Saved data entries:
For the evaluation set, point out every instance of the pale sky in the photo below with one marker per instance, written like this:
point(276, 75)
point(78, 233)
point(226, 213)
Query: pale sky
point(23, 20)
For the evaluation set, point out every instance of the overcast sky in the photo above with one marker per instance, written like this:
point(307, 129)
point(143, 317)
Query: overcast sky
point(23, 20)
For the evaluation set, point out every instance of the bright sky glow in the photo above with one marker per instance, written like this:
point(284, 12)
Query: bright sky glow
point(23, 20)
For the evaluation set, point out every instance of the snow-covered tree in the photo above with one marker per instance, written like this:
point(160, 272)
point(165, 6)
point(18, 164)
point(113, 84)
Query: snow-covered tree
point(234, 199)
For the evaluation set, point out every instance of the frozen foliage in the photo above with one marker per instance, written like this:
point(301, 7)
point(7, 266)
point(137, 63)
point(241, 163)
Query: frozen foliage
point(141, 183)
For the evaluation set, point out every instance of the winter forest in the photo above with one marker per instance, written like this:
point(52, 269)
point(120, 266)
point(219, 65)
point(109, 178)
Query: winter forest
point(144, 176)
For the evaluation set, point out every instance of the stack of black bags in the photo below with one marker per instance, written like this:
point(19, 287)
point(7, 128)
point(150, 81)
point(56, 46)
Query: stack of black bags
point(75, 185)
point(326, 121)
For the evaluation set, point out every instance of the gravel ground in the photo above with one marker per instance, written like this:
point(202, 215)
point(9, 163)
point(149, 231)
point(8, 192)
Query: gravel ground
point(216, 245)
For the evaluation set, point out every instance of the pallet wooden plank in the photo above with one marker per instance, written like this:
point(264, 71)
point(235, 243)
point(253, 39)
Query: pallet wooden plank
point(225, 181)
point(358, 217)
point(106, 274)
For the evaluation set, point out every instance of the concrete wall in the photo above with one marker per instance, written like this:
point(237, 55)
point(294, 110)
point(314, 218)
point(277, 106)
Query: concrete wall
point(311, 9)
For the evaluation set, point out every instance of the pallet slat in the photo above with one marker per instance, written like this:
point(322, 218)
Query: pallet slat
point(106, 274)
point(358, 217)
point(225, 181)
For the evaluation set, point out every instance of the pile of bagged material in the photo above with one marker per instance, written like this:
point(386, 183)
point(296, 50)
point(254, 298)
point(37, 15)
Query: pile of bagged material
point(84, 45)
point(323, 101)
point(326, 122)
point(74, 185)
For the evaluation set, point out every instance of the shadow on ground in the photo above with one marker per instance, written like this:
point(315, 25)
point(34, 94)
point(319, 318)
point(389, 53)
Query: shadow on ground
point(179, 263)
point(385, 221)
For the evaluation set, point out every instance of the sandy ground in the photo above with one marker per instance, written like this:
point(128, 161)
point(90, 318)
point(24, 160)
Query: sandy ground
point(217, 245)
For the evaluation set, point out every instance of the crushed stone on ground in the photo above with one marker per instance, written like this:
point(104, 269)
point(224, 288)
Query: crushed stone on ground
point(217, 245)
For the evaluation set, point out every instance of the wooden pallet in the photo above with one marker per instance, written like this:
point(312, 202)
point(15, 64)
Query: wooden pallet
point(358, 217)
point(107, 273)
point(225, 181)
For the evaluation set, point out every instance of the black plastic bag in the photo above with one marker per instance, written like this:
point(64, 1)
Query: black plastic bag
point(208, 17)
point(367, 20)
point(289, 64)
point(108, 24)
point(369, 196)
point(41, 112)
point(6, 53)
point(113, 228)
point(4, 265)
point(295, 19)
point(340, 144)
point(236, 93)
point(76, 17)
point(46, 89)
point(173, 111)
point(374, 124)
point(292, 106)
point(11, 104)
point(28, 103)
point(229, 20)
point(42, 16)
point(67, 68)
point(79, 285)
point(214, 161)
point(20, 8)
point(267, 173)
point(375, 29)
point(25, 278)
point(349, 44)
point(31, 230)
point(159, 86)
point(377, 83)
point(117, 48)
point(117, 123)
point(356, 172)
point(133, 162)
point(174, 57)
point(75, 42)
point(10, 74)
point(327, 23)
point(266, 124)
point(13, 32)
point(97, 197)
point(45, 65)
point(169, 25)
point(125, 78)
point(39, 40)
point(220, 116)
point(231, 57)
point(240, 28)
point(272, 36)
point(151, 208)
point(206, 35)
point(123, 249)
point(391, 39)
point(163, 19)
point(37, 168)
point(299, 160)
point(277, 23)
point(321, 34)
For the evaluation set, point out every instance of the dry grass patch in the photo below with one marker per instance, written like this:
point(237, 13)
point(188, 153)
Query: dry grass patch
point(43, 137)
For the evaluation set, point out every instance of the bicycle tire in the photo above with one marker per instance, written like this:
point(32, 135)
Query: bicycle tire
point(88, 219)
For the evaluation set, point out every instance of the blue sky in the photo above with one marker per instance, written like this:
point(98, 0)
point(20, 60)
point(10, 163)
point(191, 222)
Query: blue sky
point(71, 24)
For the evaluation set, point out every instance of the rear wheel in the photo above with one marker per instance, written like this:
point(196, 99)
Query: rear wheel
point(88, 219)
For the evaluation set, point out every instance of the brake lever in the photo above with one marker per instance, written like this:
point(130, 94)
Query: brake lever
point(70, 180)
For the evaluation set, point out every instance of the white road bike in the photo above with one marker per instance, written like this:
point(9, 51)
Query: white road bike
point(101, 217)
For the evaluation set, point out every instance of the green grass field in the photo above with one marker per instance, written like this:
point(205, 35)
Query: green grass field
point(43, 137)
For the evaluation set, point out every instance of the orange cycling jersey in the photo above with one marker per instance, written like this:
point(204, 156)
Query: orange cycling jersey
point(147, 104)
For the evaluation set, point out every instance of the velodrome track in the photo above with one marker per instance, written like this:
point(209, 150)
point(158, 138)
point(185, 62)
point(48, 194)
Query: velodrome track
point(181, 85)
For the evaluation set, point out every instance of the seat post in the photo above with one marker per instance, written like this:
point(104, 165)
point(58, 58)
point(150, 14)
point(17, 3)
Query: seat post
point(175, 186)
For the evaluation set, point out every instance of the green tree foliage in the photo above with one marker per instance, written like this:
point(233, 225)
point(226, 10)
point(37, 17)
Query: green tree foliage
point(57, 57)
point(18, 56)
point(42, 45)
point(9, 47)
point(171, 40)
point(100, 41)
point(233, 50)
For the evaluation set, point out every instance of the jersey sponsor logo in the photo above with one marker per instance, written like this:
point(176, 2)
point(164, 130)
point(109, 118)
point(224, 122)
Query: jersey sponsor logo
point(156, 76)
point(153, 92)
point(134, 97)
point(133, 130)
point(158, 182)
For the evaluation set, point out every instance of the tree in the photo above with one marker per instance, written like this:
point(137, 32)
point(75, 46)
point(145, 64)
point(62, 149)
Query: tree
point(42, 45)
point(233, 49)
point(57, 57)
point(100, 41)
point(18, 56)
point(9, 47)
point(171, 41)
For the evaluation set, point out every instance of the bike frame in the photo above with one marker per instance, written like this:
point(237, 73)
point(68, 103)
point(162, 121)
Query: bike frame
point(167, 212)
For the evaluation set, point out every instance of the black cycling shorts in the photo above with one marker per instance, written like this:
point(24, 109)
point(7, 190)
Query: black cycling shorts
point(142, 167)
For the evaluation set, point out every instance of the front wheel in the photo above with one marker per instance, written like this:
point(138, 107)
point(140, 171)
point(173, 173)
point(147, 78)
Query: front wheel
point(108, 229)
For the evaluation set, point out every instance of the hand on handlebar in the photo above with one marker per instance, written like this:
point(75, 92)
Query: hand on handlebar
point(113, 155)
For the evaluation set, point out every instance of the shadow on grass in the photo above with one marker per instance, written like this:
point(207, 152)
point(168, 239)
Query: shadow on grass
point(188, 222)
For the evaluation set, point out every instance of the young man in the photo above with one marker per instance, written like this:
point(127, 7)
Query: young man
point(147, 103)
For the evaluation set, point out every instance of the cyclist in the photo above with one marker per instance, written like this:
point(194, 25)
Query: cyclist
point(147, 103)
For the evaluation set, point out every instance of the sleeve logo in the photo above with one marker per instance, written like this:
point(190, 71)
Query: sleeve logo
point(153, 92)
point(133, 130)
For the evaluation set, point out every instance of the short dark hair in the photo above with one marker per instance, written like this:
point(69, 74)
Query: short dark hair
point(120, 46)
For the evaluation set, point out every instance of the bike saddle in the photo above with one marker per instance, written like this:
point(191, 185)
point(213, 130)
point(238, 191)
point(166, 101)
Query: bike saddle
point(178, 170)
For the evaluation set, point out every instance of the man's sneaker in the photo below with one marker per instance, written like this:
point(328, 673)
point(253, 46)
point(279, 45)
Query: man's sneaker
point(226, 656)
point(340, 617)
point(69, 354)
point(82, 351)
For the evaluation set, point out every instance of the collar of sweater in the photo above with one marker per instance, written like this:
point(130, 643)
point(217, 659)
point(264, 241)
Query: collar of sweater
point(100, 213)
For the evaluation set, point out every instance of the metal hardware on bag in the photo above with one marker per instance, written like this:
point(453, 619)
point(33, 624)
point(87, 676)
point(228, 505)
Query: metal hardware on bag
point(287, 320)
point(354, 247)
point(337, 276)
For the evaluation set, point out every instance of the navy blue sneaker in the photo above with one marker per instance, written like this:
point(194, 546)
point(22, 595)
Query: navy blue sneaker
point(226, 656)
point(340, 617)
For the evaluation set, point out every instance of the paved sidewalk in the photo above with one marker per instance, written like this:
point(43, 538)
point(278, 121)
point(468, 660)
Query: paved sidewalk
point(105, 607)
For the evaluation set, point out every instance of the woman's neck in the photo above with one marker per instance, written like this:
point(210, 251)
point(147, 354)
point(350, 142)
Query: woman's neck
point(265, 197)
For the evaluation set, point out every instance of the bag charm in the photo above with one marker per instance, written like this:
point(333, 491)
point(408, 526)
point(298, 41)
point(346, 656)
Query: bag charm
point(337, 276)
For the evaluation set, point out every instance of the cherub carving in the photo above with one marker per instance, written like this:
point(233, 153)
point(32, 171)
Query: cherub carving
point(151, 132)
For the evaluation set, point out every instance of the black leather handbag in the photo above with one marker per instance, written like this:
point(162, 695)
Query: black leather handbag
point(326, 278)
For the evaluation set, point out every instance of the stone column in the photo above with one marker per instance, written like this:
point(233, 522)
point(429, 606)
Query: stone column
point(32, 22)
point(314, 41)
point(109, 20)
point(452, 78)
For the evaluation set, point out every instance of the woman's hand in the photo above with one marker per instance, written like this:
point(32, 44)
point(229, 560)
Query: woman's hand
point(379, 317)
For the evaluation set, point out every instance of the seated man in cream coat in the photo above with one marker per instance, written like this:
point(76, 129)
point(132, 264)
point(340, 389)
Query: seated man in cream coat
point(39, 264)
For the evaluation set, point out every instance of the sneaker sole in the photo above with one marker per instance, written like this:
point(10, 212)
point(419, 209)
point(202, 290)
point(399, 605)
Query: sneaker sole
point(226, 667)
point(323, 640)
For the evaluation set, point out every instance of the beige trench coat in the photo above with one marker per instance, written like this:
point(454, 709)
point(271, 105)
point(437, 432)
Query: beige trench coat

### Task requirements:
Update the entries from the line that has "the green tree" through the line that has "point(142, 167)", changing every "marker" to "dot" and leaving the rest as is. Give back only those lines.

### Result of this task:
For the evaluation set, point out every instance of the green tree foliage in the photo above with one dot per instance, written like this:
point(233, 225)
point(226, 10)
point(37, 17)
Query: green tree foliage
point(57, 57)
point(18, 56)
point(42, 45)
point(9, 47)
point(171, 40)
point(100, 41)
point(233, 50)
For the evaluation set, point out every instance of the jersey sponsor logo in the photo above with one dot per instance, written like this:
point(176, 2)
point(164, 130)
point(109, 118)
point(224, 122)
Query: jersey sponsor logo
point(156, 76)
point(153, 92)
point(134, 97)
point(133, 130)
point(158, 182)
For the evaluation set, point out every instance of the tree in the photo above with one dot per instance, written like this:
point(137, 32)
point(75, 46)
point(145, 64)
point(62, 149)
Query: tree
point(42, 45)
point(233, 49)
point(57, 57)
point(100, 41)
point(18, 56)
point(9, 47)
point(171, 41)
For the evaluation set, point out every instance of the bike frame in the photo above with one dot per instance, written like this:
point(237, 73)
point(68, 103)
point(162, 121)
Query: bike frame
point(167, 212)
For the evaluation set, point out every instance of the black cycling shorts in the photo above with one dot per instance, written like this:
point(24, 109)
point(7, 190)
Query: black cycling shorts
point(142, 167)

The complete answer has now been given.